**Prompt**
Reproduce the full listing that appears beneath this instruction exactly.

**Records**
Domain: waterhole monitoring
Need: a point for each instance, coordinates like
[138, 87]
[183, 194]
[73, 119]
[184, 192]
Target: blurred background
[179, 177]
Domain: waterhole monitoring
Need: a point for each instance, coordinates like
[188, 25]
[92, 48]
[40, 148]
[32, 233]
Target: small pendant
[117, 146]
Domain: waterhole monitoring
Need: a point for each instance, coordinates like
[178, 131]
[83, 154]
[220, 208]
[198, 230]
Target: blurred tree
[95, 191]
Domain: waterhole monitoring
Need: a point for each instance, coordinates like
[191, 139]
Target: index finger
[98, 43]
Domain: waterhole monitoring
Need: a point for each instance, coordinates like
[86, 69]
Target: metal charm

**Output below**
Domain: waterhole monitoring
Need: a point for each instance, coordinates like
[138, 87]
[183, 194]
[73, 119]
[184, 192]
Target: blurred background
[179, 177]
Domain: waterhole monitoring
Need: a point for each instance, coordinates like
[188, 25]
[92, 48]
[40, 148]
[32, 233]
Target: small pendant
[117, 146]
Domain: waterhole monitoring
Need: a point for each instance, coordinates like
[178, 131]
[83, 154]
[220, 208]
[198, 230]
Target: blurred tree
[95, 191]
Domain: waterhole monitoring
Need: a point for each instance, coordinates like
[191, 139]
Target: index finger
[98, 43]
Domain: waterhole monitoring
Need: a point for each instance, coordinates like
[86, 69]
Target: metal charm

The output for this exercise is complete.